TASK MATERIAL »

※ ※ ※

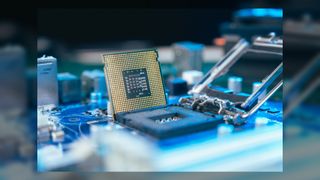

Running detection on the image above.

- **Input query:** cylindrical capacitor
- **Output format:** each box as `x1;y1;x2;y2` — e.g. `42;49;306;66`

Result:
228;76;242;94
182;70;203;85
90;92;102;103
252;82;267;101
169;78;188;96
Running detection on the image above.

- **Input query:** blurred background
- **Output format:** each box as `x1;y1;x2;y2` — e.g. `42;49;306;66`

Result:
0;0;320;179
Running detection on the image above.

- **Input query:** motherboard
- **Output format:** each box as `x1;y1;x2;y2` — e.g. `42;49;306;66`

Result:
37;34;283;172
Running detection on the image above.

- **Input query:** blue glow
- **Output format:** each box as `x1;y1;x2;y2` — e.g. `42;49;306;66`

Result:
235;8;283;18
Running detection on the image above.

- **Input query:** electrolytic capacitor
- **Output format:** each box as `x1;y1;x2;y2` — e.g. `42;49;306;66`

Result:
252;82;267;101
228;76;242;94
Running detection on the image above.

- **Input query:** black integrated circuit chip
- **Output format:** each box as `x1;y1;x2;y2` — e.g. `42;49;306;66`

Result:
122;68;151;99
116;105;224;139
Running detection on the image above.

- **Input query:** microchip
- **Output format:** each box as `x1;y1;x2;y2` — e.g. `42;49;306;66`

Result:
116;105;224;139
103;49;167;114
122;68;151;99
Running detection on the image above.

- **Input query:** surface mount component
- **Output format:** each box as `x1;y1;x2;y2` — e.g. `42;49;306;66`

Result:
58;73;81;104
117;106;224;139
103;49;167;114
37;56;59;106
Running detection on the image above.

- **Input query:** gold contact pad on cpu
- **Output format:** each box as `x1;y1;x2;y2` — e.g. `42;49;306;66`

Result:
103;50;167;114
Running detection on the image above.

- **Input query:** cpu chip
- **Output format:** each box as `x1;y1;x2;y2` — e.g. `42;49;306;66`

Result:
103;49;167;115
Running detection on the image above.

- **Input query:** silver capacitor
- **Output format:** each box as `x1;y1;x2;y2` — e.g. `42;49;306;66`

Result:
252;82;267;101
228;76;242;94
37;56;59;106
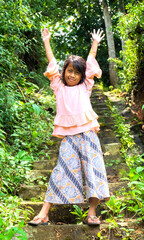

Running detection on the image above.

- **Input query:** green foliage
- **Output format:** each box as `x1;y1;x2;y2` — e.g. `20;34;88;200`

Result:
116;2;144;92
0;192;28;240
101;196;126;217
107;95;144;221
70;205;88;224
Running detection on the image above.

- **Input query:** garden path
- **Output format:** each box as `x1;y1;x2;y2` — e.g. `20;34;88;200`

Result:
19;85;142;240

※ ※ ※

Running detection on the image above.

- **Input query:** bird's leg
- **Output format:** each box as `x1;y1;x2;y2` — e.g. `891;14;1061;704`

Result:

※ ※ ※

GOAL » Collect every line of the records that contains the string "capacitor" and copy each one out.

THE REPLY »
- **Input query:** cylindrical capacitor
- **Input query:** electrolytic capacitor
- **Input query:** silver capacitor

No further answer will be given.